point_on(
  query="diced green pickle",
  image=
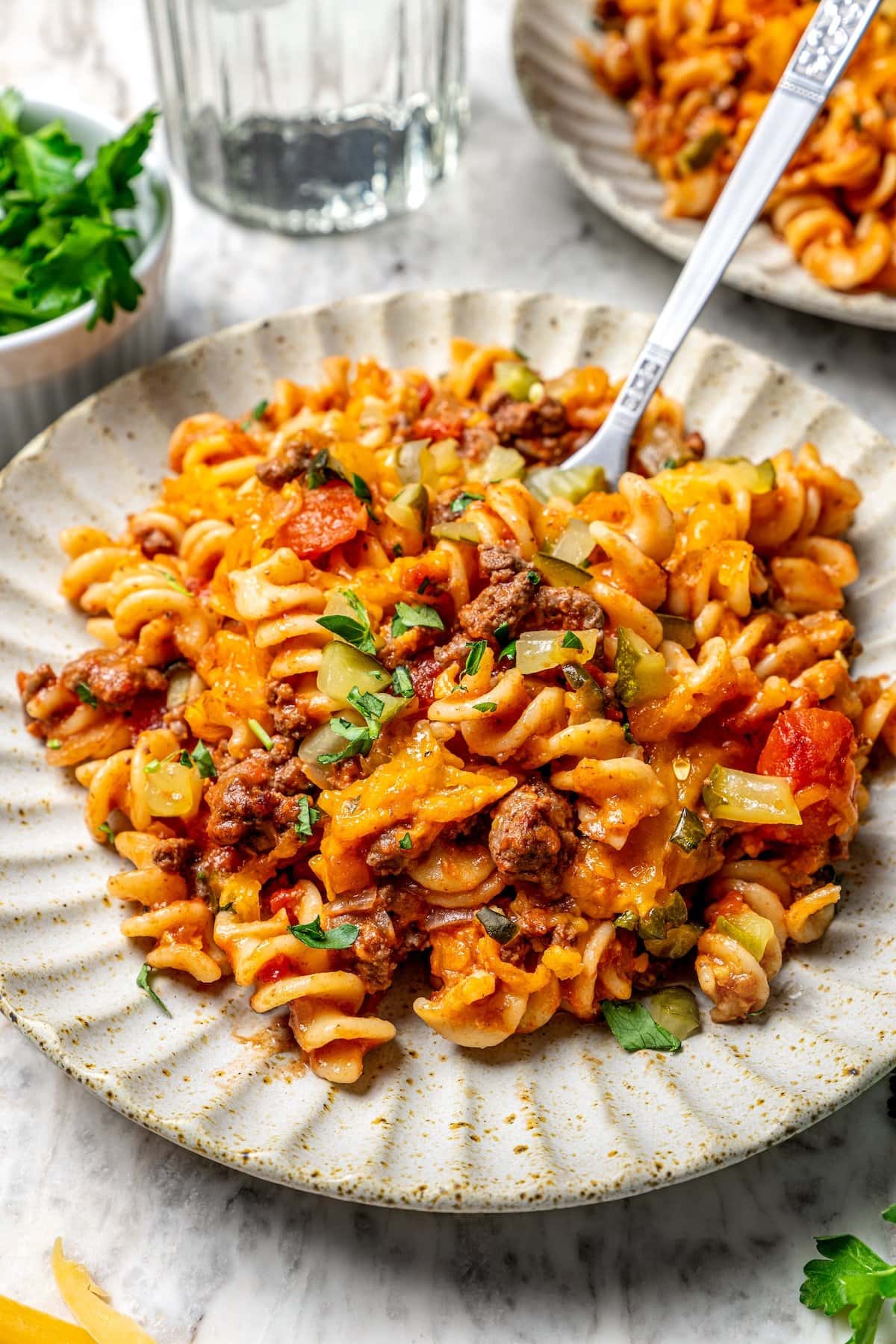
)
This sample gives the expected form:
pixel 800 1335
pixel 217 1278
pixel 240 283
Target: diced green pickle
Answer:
pixel 676 1009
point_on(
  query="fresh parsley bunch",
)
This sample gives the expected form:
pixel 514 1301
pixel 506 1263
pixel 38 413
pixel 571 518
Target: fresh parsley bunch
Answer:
pixel 850 1276
pixel 60 241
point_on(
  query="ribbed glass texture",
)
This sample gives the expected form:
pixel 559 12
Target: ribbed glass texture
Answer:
pixel 312 116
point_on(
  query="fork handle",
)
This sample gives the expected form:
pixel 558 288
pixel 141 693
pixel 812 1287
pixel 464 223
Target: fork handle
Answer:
pixel 815 69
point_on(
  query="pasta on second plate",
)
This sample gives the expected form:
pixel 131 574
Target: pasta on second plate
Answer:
pixel 376 679
pixel 697 74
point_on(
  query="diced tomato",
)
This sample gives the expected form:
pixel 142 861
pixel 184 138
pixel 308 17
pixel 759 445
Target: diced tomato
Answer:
pixel 813 747
pixel 809 746
pixel 279 968
pixel 441 426
pixel 423 673
pixel 329 517
pixel 146 712
pixel 285 900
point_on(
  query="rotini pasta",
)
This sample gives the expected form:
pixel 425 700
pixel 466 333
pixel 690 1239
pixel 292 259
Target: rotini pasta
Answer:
pixel 376 679
pixel 697 74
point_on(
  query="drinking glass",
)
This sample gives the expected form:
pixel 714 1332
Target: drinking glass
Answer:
pixel 312 116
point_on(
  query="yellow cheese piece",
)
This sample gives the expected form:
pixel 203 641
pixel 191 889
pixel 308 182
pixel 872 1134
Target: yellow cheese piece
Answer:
pixel 26 1325
pixel 90 1305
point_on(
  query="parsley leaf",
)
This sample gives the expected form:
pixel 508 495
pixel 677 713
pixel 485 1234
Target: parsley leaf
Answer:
pixel 850 1275
pixel 370 707
pixel 307 818
pixel 464 500
pixel 358 741
pixel 203 762
pixel 474 658
pixel 408 615
pixel 355 632
pixel 402 683
pixel 87 695
pixel 496 924
pixel 143 983
pixel 635 1028
pixel 312 934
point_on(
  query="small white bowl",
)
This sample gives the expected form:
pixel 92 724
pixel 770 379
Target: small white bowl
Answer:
pixel 47 369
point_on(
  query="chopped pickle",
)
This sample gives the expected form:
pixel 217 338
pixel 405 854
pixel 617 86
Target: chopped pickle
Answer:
pixel 514 378
pixel 689 831
pixel 751 930
pixel 659 920
pixel 538 651
pixel 755 799
pixel 503 464
pixel 571 483
pixel 679 631
pixel 700 152
pixel 641 671
pixel 575 544
pixel 410 507
pixel 559 573
pixel 458 530
pixel 344 667
pixel 676 942
pixel 588 697
pixel 676 1009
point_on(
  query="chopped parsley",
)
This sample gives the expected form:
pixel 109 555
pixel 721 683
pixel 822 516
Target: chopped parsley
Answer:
pixel 143 983
pixel 408 615
pixel 265 738
pixel 307 818
pixel 328 940
pixel 358 742
pixel 363 492
pixel 635 1028
pixel 402 683
pixel 850 1275
pixel 474 658
pixel 316 473
pixel 464 500
pixel 354 631
pixel 87 695
pixel 496 924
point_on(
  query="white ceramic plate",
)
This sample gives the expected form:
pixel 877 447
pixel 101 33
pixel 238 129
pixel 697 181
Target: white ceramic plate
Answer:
pixel 561 1117
pixel 591 137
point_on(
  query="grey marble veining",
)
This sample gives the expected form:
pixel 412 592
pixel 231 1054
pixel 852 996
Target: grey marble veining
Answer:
pixel 208 1256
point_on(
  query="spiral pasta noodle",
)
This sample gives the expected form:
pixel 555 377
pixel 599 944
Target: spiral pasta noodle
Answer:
pixel 374 679
pixel 697 77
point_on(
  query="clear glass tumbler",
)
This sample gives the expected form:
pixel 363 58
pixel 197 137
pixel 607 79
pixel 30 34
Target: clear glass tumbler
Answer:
pixel 312 116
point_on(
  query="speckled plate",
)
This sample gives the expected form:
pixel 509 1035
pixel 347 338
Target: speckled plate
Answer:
pixel 561 1117
pixel 591 137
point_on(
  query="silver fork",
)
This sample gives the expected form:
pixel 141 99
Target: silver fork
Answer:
pixel 815 69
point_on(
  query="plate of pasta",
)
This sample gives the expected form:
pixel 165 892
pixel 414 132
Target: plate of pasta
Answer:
pixel 403 818
pixel 648 105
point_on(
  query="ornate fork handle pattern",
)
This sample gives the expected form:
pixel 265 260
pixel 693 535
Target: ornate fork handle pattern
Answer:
pixel 815 69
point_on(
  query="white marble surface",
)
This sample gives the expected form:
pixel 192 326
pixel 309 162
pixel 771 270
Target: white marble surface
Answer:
pixel 203 1254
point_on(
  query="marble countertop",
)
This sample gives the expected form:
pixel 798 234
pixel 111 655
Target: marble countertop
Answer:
pixel 205 1254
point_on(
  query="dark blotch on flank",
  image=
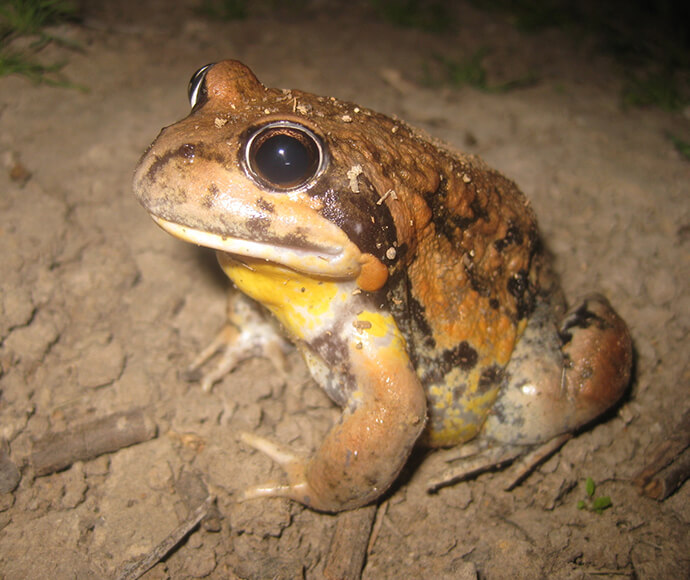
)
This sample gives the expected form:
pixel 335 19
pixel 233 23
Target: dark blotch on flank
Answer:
pixel 489 378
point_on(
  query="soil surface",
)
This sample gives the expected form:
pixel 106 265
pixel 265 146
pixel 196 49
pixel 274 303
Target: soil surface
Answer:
pixel 100 310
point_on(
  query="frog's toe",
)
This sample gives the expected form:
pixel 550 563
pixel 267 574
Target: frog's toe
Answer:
pixel 292 463
pixel 598 350
pixel 246 334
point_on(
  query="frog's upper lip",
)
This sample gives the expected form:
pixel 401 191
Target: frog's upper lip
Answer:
pixel 325 260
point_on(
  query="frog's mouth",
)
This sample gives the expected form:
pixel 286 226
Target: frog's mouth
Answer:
pixel 333 260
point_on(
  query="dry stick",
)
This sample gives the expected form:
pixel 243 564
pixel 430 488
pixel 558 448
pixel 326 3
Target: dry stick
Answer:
pixel 670 464
pixel 138 569
pixel 345 558
pixel 56 451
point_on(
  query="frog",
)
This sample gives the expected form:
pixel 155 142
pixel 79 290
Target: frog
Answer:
pixel 411 278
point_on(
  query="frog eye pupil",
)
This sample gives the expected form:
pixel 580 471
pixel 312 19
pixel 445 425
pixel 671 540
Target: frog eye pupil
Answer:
pixel 284 156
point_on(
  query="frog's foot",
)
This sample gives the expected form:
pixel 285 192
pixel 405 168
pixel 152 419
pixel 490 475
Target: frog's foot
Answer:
pixel 246 334
pixel 292 463
pixel 524 461
pixel 597 353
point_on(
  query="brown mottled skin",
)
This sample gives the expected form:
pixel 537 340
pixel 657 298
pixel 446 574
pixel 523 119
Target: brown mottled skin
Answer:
pixel 420 272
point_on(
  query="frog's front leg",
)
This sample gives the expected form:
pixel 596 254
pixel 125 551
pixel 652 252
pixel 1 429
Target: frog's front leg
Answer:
pixel 247 333
pixel 384 414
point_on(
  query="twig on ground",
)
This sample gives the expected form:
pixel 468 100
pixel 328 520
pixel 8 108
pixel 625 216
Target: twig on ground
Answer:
pixel 670 464
pixel 56 451
pixel 137 569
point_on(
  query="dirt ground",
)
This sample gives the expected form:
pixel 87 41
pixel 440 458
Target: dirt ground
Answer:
pixel 100 310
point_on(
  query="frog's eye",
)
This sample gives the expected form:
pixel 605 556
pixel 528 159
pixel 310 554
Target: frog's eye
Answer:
pixel 284 156
pixel 196 90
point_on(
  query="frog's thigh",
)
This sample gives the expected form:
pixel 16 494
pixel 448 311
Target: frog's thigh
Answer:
pixel 561 378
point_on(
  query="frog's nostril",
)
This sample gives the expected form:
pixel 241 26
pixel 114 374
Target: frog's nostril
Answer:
pixel 284 156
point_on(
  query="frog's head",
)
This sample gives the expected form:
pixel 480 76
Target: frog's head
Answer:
pixel 271 174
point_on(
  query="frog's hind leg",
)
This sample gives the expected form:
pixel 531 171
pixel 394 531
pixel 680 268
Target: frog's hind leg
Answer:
pixel 560 377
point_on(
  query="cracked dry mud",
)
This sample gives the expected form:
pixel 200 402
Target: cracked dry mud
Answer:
pixel 100 310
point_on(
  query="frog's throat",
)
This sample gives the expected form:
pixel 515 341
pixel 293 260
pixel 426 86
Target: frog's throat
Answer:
pixel 331 260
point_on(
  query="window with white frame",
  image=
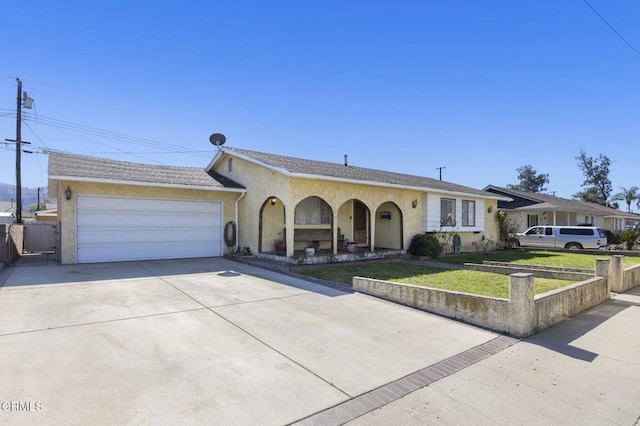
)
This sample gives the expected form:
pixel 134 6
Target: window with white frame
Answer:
pixel 447 212
pixel 468 213
pixel 313 211
pixel 618 224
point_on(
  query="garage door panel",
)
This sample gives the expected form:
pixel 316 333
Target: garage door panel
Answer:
pixel 150 234
pixel 114 253
pixel 131 219
pixel 117 229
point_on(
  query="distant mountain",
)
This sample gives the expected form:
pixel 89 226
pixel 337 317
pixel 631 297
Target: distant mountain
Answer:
pixel 29 195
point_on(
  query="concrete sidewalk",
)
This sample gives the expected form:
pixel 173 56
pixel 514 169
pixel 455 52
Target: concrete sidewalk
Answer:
pixel 203 341
pixel 583 371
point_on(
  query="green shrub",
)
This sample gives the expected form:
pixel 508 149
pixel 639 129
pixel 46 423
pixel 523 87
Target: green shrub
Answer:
pixel 425 245
pixel 612 238
pixel 630 238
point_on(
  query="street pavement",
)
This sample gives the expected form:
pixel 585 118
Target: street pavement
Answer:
pixel 211 341
pixel 583 371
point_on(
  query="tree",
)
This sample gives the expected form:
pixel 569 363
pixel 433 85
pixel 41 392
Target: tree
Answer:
pixel 628 196
pixel 530 181
pixel 596 183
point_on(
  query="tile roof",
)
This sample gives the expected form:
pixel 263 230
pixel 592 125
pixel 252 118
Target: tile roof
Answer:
pixel 79 167
pixel 551 202
pixel 299 166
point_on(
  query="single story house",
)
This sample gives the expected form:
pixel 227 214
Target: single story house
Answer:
pixel 116 211
pixel 533 209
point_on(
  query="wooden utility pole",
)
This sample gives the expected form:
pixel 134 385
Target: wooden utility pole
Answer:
pixel 18 141
pixel 18 152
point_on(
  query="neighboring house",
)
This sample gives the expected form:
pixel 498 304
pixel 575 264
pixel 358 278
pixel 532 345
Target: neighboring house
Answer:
pixel 48 215
pixel 7 218
pixel 531 209
pixel 112 210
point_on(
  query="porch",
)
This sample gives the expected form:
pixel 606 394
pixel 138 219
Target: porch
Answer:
pixel 302 257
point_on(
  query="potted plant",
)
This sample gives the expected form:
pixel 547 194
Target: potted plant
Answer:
pixel 351 246
pixel 281 245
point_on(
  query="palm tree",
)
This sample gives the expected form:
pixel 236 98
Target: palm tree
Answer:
pixel 628 196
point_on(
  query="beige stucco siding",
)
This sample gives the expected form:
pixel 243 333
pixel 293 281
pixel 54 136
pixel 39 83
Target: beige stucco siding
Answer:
pixel 262 184
pixel 67 208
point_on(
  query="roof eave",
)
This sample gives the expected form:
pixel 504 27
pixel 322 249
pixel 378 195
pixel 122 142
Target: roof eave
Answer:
pixel 249 159
pixel 395 186
pixel 137 183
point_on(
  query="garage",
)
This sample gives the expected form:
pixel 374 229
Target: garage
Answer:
pixel 110 229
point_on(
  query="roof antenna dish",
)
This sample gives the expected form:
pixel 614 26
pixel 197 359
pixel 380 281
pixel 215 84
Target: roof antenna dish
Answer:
pixel 217 139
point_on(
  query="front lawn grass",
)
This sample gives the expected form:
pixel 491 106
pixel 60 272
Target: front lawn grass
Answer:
pixel 480 283
pixel 536 257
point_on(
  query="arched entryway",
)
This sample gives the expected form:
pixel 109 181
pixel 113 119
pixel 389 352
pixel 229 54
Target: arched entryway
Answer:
pixel 389 226
pixel 271 227
pixel 354 222
pixel 313 224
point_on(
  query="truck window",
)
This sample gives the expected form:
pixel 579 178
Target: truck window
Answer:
pixel 535 231
pixel 576 231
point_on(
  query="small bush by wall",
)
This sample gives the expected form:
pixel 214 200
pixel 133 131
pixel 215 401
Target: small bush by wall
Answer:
pixel 425 245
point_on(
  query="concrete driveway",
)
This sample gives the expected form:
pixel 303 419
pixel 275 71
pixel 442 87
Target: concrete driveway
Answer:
pixel 200 341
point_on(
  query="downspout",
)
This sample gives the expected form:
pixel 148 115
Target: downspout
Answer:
pixel 236 220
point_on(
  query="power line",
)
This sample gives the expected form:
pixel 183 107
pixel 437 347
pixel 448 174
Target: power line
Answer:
pixel 67 125
pixel 611 27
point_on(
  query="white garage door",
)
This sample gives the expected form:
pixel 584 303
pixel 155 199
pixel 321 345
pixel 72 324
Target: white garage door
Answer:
pixel 116 229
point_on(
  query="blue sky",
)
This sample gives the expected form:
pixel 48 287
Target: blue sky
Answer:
pixel 480 88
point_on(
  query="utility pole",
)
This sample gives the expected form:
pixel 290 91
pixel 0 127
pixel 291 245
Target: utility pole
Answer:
pixel 18 153
pixel 18 141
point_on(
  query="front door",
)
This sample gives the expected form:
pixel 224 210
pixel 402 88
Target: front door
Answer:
pixel 360 221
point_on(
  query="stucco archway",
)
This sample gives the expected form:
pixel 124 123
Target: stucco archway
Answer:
pixel 354 222
pixel 271 226
pixel 313 224
pixel 389 226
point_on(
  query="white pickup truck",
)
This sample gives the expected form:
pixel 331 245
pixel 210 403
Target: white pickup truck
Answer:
pixel 569 237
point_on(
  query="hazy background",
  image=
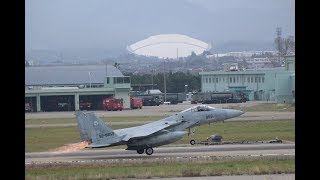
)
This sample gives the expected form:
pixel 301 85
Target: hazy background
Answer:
pixel 103 28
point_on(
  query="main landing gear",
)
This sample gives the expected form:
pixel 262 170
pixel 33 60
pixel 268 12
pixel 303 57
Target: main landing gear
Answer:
pixel 192 141
pixel 149 151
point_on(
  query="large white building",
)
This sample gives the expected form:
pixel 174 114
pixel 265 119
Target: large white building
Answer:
pixel 170 46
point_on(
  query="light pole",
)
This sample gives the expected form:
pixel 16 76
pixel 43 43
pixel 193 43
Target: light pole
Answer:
pixel 186 87
pixel 164 79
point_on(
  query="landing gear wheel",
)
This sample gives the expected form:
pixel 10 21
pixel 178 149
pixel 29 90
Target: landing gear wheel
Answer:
pixel 140 151
pixel 192 142
pixel 149 151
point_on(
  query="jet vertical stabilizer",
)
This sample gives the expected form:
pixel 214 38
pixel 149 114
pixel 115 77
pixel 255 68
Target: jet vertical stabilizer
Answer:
pixel 94 129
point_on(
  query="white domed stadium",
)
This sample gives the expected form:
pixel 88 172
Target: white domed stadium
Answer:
pixel 170 46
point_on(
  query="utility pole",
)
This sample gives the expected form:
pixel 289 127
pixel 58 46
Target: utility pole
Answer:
pixel 164 79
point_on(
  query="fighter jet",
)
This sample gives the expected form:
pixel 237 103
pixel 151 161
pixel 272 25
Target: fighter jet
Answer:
pixel 145 137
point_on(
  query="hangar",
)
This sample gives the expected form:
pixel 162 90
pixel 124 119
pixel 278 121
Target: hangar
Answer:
pixel 55 88
pixel 272 84
pixel 171 46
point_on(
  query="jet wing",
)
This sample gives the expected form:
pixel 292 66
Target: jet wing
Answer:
pixel 144 130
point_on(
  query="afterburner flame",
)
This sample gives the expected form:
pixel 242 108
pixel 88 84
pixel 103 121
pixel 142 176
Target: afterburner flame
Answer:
pixel 72 147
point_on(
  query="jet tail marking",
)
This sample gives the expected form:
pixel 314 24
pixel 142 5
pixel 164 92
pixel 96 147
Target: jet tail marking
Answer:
pixel 94 129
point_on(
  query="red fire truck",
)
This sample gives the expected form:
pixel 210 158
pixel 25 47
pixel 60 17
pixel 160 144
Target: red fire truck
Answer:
pixel 112 104
pixel 135 102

═══

== Goal of the exercise ==
Switch "parsley" to "cilantro" in everything from the start of the records down to the line containing "pixel 60 241", and give those lines back with nothing else changed. Leave the pictures out.

== Result of the task ==
point_on(
  query="diced green pickle",
  image=
)
This sample gives the expected form:
pixel 800 1335
pixel 217 1278
pixel 240 283
Target: diced green pickle
Answer:
pixel 676 1009
point_on(
  query="fresh cilantro bunch",
)
This sample gives the expected form:
pixel 514 1301
pixel 506 1263
pixel 38 413
pixel 571 518
Target: fresh cilantro bunch
Answer:
pixel 850 1276
pixel 60 241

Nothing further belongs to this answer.